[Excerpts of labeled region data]
^^^^^^^^

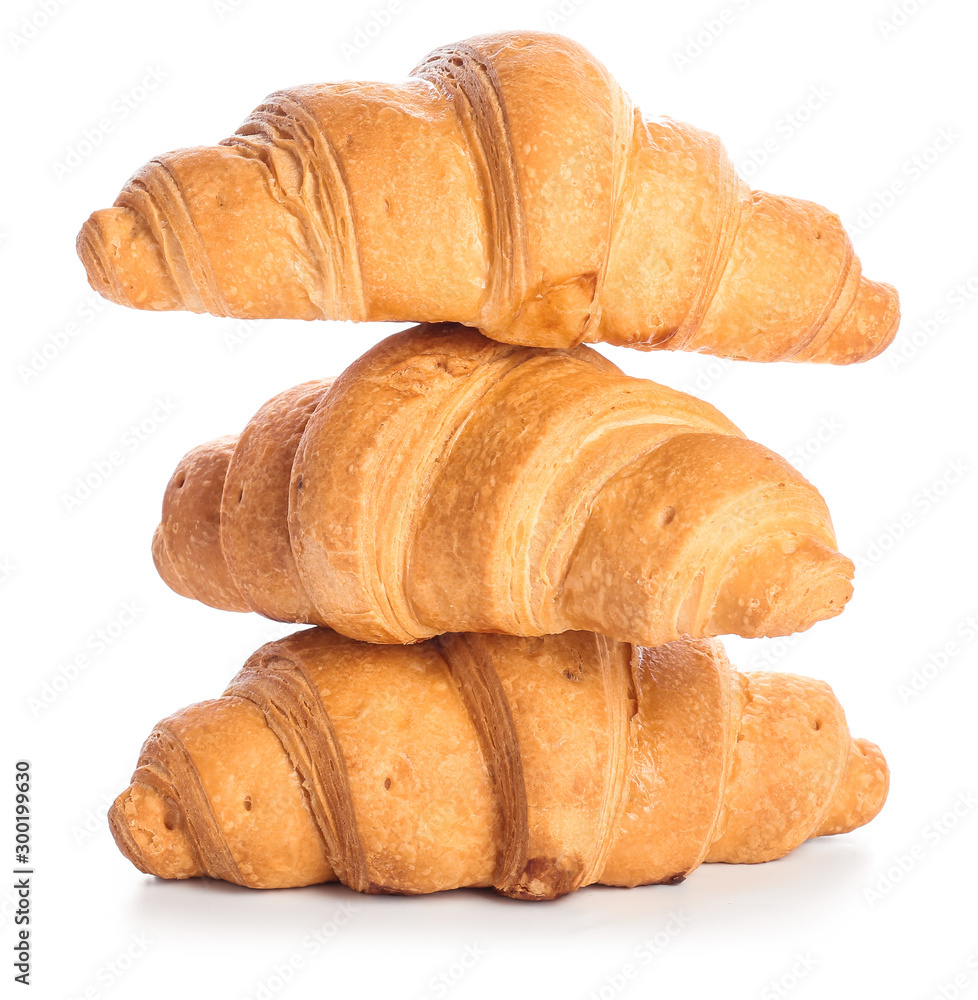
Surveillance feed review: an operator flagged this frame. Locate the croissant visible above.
[109,628,888,899]
[153,324,853,645]
[78,31,899,364]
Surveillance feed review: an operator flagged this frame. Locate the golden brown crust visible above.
[152,324,852,645]
[78,31,899,364]
[110,629,887,899]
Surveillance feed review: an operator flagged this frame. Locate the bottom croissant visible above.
[109,628,888,899]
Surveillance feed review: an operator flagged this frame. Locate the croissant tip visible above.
[107,785,156,875]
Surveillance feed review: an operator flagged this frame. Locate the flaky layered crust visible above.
[78,32,899,364]
[153,325,852,645]
[109,629,888,899]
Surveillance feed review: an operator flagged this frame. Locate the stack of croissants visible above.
[78,32,899,900]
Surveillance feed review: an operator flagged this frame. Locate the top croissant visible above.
[78,31,899,364]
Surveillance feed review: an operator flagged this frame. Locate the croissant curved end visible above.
[108,781,204,878]
[75,207,186,310]
[792,278,900,365]
[708,535,855,638]
[816,739,890,837]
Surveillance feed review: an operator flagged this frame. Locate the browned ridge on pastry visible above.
[78,32,899,364]
[109,628,888,899]
[153,325,853,645]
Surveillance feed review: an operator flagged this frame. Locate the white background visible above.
[0,0,978,1000]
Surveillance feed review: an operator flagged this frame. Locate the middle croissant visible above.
[153,324,853,645]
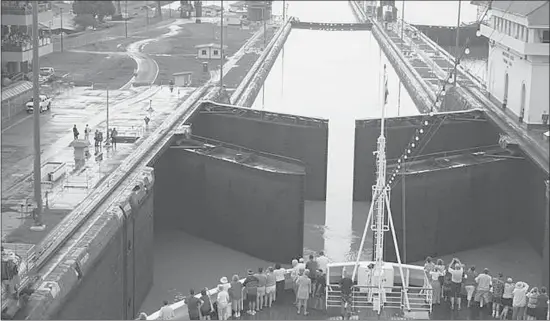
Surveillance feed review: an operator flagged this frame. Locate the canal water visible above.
[141,1,418,313]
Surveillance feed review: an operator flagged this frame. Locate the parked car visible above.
[38,67,55,82]
[26,95,52,114]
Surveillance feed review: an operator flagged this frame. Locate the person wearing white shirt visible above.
[512,281,529,320]
[216,284,231,320]
[159,301,176,320]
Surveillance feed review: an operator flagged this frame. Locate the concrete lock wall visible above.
[155,149,304,263]
[353,116,499,201]
[193,113,328,200]
[41,168,154,320]
[385,159,524,262]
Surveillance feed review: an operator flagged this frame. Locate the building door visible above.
[519,83,527,123]
[502,73,508,108]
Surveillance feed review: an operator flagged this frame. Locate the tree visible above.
[73,0,116,23]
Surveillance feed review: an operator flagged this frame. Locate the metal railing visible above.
[325,277,433,313]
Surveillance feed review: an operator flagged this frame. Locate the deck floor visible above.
[222,291,493,320]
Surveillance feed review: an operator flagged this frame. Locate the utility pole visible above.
[453,1,462,86]
[59,8,63,52]
[220,0,225,90]
[124,0,128,38]
[105,87,111,146]
[32,2,44,229]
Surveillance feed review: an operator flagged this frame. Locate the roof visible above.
[491,1,550,26]
[195,43,227,49]
[2,81,32,101]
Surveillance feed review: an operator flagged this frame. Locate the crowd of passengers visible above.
[424,257,548,320]
[148,252,549,320]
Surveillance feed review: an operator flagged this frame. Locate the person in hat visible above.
[243,270,260,315]
[500,278,515,320]
[218,276,231,291]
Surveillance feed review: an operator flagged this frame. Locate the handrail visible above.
[147,269,292,320]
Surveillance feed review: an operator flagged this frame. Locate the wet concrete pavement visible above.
[2,87,198,238]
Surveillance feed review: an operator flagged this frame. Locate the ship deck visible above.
[209,291,493,320]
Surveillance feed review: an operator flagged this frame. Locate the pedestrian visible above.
[493,273,504,318]
[229,274,243,318]
[500,278,515,320]
[306,255,319,297]
[448,258,464,310]
[474,269,493,308]
[464,266,477,308]
[296,270,311,315]
[159,300,176,320]
[84,124,91,141]
[200,288,214,320]
[526,287,539,320]
[111,128,118,148]
[216,284,231,320]
[185,289,203,320]
[243,270,259,315]
[254,267,267,311]
[429,266,444,304]
[512,281,529,320]
[265,266,276,308]
[537,286,548,320]
[94,129,99,153]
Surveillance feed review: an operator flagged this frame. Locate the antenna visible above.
[352,64,410,314]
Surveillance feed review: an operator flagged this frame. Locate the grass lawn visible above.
[40,52,136,88]
[143,23,255,86]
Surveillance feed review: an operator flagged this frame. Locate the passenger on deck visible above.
[512,281,529,320]
[254,268,267,311]
[306,254,319,298]
[243,270,258,315]
[340,271,353,317]
[492,273,504,318]
[500,278,515,320]
[429,266,444,304]
[474,269,493,308]
[537,286,549,320]
[526,287,539,320]
[464,266,477,308]
[273,263,286,301]
[216,284,231,320]
[313,269,327,310]
[229,274,243,318]
[448,258,464,310]
[200,288,214,320]
[219,276,231,291]
[159,300,176,320]
[264,266,276,308]
[185,289,203,320]
[296,270,311,315]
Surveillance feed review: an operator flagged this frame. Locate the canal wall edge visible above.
[231,19,292,107]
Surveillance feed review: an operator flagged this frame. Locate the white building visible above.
[195,43,227,59]
[480,1,550,125]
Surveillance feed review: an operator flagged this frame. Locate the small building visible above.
[202,4,222,17]
[195,43,227,59]
[229,1,246,12]
[480,1,550,125]
[177,71,193,87]
[223,14,242,26]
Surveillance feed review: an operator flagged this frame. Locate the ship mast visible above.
[352,64,410,313]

^^^^^^^^

### WRITTEN REQUEST
Convert all of the data above into a JSON list of strings with one string per line, skipping blank lines. Leave the pictures out.

### FINAL RESULT
[
  "Surveillance feed review: an operator flagged this frame. Locate the croissant visible above.",
  "[109,628,888,899]",
  "[153,324,853,645]",
  "[78,31,899,364]",
  "Surveillance feed review: an operator flagged this frame. Locate the golden brown crust visible above.",
  "[152,324,852,645]",
  "[78,31,899,364]",
  "[110,629,887,899]",
  "Surveillance feed review: an operator flagged this frame. Locate the bottom croissant visible above.",
  "[109,628,888,899]",
  "Surveillance feed review: an operator flagged this frame. Locate the croissant tip visible above.",
  "[107,785,156,875]",
  "Surveillance feed review: an operator flagged this frame. Locate the flaky layered crust visible above.",
  "[78,32,899,364]",
  "[153,325,852,645]",
  "[109,629,888,899]",
  "Surveillance feed review: an operator flagged this frame. Locate the stack of croissants visible above.",
  "[78,32,899,900]",
  "Surveillance feed review: an operator flagged this frame. Locate the top croissant visible above.",
  "[78,31,899,364]",
  "Surveillance feed review: an operator flagged this frame. Locate the croissant curved end visible above.",
  "[108,781,204,878]",
  "[75,207,186,310]",
  "[792,278,900,365]",
  "[708,535,855,638]",
  "[816,739,890,837]",
  "Surveillance feed review: an operator flagged this frame. Locate the browned ridge on pastry visible above.",
  "[78,32,899,364]",
  "[109,628,888,899]",
  "[153,325,853,645]",
  "Surveillance feed review: an operator flagged this frame. Locate the white background visible above.",
  "[0,0,978,1000]",
  "Surveillance feed review: an operator flagged this frame. Locate the middle croissant visible above.",
  "[153,324,853,645]",
  "Surveillance feed review: an operator flagged this frame. Locate the canal water visible above.",
  "[141,1,418,313]",
  "Surveillance feed review: an operator flagged this frame. Locate the parked car visible above.",
  "[38,67,55,82]",
  "[26,95,52,114]",
  "Surveillance feed review: an operator flagged this frame. Locate the person wearing white shirt visible above.",
  "[512,281,529,320]",
  "[216,284,231,320]",
  "[159,301,176,320]",
  "Surveillance feed review: an operator flagged this frame. Locate the concrete lock wall visible above.",
  "[155,149,304,263]",
  "[353,116,499,201]",
  "[193,113,328,200]",
  "[41,168,154,320]",
  "[385,159,524,262]",
  "Surveillance feed review: an operator flagged this frame. Locate the building door visible above.",
  "[519,83,527,123]",
  "[502,73,508,108]",
  "Surveillance feed review: an operator flagged this frame. Locate the tree visible above.",
  "[73,0,116,23]",
  "Surveillance feed review: an operator flagged this frame. Locate the metal railing visible above.",
  "[325,277,433,313]",
  "Surveillance feed review: an operator flagged this frame. Locate the deck floor visible above.",
  "[222,291,493,320]",
  "Surveillance feed review: an operator flagged this frame. Locate the utility pole visible above.",
  "[453,1,462,86]",
  "[59,8,63,52]",
  "[220,0,225,90]",
  "[124,0,128,38]",
  "[105,87,111,146]",
  "[32,2,44,229]",
  "Surveillance feed review: an operator flagged this frame. Locate the roof visible above.",
  "[491,1,550,26]",
  "[195,43,227,49]",
  "[2,81,32,101]",
  "Surveillance feed review: an operator flagged this frame. Locate the crowd of passengers visible above.",
  "[424,257,548,320]",
  "[148,252,549,320]",
  "Surveillance feed review: an operator flagged this frame. Locate the person in hat visible above.",
  "[243,270,260,315]",
  "[500,278,515,320]",
  "[218,276,231,291]",
  "Surveillance feed review: an operator flagged this frame. Locate the handrail visible above.",
  "[147,269,292,320]",
  "Surveillance feed review: an operator flagged this frame. Locate the wet concrete pavement visible above.",
  "[2,87,198,238]",
  "Surveillance feed review: an operator flagged this frame. Locate the ship deck visible above.",
  "[209,291,493,320]",
  "Surveillance feed review: an operator flagged this frame. Locate the pedestrian visible above.",
  "[493,273,504,318]",
  "[229,274,243,318]",
  "[500,278,515,320]",
  "[306,255,319,297]",
  "[448,258,464,310]",
  "[474,269,493,308]",
  "[464,266,477,308]",
  "[296,270,311,315]",
  "[159,300,176,320]",
  "[84,124,91,141]",
  "[200,288,214,320]",
  "[526,287,539,320]",
  "[111,128,118,148]",
  "[216,284,231,320]",
  "[185,289,203,320]",
  "[243,270,259,315]",
  "[254,267,267,311]",
  "[429,266,444,304]",
  "[512,281,529,320]",
  "[265,266,276,308]",
  "[537,286,548,320]",
  "[94,129,99,153]",
  "Surveillance feed review: an operator flagged this frame. Locate the antenna visible above.",
  "[352,64,410,314]",
  "Surveillance feed review: an operator flagged this frame. Locate the grass lawn visible above.",
  "[40,52,136,88]",
  "[143,23,255,86]",
  "Surveillance feed review: an operator flagged this frame. Locate the passenger on deck visible above.",
  "[512,281,529,320]",
  "[254,268,267,311]",
  "[306,254,319,298]",
  "[243,270,258,315]",
  "[340,271,353,317]",
  "[492,273,504,318]",
  "[500,278,515,320]",
  "[429,266,444,304]",
  "[474,269,493,308]",
  "[537,286,549,320]",
  "[526,287,539,320]",
  "[464,266,477,308]",
  "[273,263,286,301]",
  "[216,284,231,320]",
  "[313,269,327,310]",
  "[229,274,243,318]",
  "[448,258,464,310]",
  "[200,288,214,320]",
  "[219,276,231,291]",
  "[159,300,176,320]",
  "[264,266,276,308]",
  "[185,289,203,320]",
  "[296,270,311,315]",
  "Surveillance feed review: an operator flagged this frame. Locate the canal wall edge visible above.",
  "[231,19,292,107]",
  "Surveillance feed review: an operator flagged this frame. Locate the white building visible above.",
  "[195,43,227,59]",
  "[480,1,550,125]",
  "Surveillance feed review: an operator flagged this frame. Locate the small building visible above.",
  "[202,4,222,17]",
  "[195,43,227,59]",
  "[229,1,246,12]",
  "[480,1,550,125]",
  "[177,71,193,87]",
  "[223,14,242,26]",
  "Surveillance feed review: an operator flagged this frame. Locate the ship mast visible above.",
  "[352,64,410,313]"
]